▸ What this task involves:
Copy exactly the last part of the entries, starting from the line with "101L63 110L59 147L64" and including the final line.

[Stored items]
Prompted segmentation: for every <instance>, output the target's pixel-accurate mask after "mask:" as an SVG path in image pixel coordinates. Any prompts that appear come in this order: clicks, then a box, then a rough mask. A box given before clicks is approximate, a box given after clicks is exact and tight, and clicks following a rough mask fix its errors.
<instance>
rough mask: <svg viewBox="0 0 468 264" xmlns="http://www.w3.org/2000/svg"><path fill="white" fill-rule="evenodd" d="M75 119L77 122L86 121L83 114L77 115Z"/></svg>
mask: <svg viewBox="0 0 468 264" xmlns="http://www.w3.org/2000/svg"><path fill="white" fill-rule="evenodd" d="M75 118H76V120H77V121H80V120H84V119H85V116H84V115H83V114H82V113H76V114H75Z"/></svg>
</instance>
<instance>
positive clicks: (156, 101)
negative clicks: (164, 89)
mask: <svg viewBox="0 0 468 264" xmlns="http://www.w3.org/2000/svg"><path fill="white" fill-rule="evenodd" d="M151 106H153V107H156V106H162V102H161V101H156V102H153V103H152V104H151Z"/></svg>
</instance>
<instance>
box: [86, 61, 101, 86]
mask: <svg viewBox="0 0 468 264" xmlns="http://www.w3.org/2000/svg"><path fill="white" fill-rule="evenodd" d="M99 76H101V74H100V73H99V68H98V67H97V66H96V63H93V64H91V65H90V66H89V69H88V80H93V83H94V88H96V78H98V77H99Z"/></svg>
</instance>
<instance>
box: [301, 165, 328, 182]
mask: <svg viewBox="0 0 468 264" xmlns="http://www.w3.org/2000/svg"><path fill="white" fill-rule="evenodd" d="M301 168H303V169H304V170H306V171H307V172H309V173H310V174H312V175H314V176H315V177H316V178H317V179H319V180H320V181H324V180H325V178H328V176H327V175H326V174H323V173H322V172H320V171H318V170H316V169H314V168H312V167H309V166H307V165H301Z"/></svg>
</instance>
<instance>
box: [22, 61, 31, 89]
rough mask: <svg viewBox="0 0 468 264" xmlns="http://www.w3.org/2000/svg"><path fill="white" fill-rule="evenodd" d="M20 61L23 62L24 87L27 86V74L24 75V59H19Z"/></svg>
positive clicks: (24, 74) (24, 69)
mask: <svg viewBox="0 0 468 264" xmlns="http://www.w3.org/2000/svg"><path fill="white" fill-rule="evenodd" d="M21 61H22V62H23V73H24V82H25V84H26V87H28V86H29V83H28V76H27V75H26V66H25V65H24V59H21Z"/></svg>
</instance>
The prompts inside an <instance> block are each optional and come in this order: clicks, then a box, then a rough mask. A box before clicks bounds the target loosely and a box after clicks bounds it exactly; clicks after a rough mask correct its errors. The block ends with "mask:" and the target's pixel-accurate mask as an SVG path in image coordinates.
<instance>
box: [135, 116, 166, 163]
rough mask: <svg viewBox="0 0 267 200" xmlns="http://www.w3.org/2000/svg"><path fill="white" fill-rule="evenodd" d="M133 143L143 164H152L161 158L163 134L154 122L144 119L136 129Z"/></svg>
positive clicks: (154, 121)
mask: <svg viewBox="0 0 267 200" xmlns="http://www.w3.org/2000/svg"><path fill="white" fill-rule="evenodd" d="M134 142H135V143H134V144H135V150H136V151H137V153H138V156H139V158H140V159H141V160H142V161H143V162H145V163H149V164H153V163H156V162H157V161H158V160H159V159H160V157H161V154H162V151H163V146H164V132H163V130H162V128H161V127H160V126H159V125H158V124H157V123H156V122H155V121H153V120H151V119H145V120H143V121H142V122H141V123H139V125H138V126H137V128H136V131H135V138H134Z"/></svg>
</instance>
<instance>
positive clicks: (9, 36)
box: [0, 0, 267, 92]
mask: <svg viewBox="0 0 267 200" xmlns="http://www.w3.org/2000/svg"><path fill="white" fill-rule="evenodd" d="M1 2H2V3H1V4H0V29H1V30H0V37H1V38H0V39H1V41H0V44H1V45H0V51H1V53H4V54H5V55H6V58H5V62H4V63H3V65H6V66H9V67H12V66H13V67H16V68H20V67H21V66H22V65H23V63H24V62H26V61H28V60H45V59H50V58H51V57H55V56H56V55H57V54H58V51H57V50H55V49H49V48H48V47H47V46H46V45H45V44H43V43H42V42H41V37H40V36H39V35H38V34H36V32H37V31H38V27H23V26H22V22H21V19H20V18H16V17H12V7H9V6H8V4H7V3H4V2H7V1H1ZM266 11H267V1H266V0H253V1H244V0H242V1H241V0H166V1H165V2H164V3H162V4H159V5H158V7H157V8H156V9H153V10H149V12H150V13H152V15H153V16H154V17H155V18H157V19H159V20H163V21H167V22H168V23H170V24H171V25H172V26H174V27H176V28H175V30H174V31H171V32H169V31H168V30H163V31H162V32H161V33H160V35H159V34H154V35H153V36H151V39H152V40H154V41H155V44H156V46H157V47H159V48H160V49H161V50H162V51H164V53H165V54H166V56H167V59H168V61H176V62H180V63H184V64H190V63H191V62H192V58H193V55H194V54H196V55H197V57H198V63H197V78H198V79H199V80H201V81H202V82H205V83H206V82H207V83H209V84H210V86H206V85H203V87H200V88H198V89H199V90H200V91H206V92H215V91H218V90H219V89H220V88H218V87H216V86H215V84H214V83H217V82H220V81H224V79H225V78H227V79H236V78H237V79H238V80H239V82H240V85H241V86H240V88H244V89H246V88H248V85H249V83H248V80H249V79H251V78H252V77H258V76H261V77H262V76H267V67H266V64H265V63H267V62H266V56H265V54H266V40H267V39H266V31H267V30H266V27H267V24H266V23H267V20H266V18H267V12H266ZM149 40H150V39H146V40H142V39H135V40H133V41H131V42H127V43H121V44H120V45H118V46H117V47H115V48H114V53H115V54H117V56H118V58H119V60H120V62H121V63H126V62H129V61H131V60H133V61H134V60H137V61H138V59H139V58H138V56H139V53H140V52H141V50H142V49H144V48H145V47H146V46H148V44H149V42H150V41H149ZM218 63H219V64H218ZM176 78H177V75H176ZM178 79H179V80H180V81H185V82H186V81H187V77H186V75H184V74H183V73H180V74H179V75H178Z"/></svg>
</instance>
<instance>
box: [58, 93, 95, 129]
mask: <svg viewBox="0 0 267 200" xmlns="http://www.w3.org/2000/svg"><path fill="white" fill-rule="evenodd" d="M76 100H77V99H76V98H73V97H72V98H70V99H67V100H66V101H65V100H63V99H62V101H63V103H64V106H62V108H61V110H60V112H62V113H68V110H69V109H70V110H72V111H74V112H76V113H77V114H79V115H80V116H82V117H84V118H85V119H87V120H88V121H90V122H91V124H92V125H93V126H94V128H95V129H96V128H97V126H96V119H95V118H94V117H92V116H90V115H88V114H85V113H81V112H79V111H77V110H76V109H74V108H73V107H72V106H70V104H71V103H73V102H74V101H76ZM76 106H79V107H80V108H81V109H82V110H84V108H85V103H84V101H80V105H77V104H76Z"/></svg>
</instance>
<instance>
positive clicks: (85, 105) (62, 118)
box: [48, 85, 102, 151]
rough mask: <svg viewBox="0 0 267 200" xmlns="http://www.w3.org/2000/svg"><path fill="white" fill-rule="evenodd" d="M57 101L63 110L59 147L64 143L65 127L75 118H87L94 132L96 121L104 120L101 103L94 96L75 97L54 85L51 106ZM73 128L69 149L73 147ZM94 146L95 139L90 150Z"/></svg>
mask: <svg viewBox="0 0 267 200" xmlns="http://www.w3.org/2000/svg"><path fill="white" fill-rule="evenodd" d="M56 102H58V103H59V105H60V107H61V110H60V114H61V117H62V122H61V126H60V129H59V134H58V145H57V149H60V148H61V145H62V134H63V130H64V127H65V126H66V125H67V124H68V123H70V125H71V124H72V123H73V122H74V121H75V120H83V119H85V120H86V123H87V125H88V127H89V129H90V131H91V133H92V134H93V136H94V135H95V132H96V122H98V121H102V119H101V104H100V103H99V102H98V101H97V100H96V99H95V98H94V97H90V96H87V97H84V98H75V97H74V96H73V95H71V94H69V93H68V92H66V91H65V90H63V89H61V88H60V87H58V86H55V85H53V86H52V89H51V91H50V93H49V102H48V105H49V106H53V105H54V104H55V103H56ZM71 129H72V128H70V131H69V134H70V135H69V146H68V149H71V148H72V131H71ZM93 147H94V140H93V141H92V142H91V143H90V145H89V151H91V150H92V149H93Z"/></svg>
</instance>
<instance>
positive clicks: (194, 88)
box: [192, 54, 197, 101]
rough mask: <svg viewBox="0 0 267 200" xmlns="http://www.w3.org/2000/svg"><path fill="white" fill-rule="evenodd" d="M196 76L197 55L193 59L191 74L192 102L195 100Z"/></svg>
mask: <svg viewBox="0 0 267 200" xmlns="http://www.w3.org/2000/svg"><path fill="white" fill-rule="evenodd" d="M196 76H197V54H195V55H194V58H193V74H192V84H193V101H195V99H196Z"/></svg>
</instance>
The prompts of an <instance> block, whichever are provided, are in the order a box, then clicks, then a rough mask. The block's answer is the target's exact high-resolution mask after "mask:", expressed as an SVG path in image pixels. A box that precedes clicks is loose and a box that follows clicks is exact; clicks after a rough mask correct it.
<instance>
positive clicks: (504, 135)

▸ Finished exercise:
rough mask: <svg viewBox="0 0 267 200" xmlns="http://www.w3.org/2000/svg"><path fill="white" fill-rule="evenodd" d="M57 101L63 110L59 147L64 143L65 127L75 118H87L94 132L96 121L104 120L101 103L94 96L75 97L54 85L51 106ZM73 128L69 149L73 147ZM94 146L95 139L90 150Z"/></svg>
mask: <svg viewBox="0 0 267 200" xmlns="http://www.w3.org/2000/svg"><path fill="white" fill-rule="evenodd" d="M56 102H58V103H59V105H60V107H61V110H60V114H61V117H62V122H61V126H60V129H59V134H58V145H57V149H60V148H61V145H62V134H63V130H64V127H65V126H66V125H67V124H68V123H70V125H71V124H72V123H73V122H74V121H75V120H83V119H85V120H86V123H87V125H88V127H89V129H90V131H91V133H92V134H93V136H94V135H95V132H96V122H98V121H102V119H101V104H100V103H99V102H98V101H97V100H96V99H95V98H94V97H90V96H87V97H84V98H75V97H74V96H73V95H71V94H69V93H68V92H66V91H65V90H63V89H61V88H60V87H58V86H55V85H53V86H52V89H51V91H50V93H49V102H48V105H49V106H53V105H54V104H55V103H56ZM71 129H72V128H70V131H69V134H70V135H69V146H68V149H71V148H72V131H71ZM93 147H94V140H93V141H92V142H91V143H90V145H89V151H91V150H92V149H93Z"/></svg>
</instance>
<instance>
positive clicks: (194, 88)
box: [192, 54, 197, 101]
rough mask: <svg viewBox="0 0 267 200" xmlns="http://www.w3.org/2000/svg"><path fill="white" fill-rule="evenodd" d="M196 76L197 55L193 59L191 74L192 102L195 100Z"/></svg>
mask: <svg viewBox="0 0 267 200" xmlns="http://www.w3.org/2000/svg"><path fill="white" fill-rule="evenodd" d="M196 76H197V54H195V55H194V58H193V74H192V84H193V101H195V99H196Z"/></svg>
</instance>
The prompts of an <instance> block, whichever are provided, are in the order a box, then clicks, then a rough mask. The block's answer is the target's exact high-resolution mask after "mask:", expressed as an SVG path in image pixels. A box that precedes clicks is loose and a box that follows clicks is exact; clicks after a rough mask correct it.
<instance>
positive clicks: (504, 135)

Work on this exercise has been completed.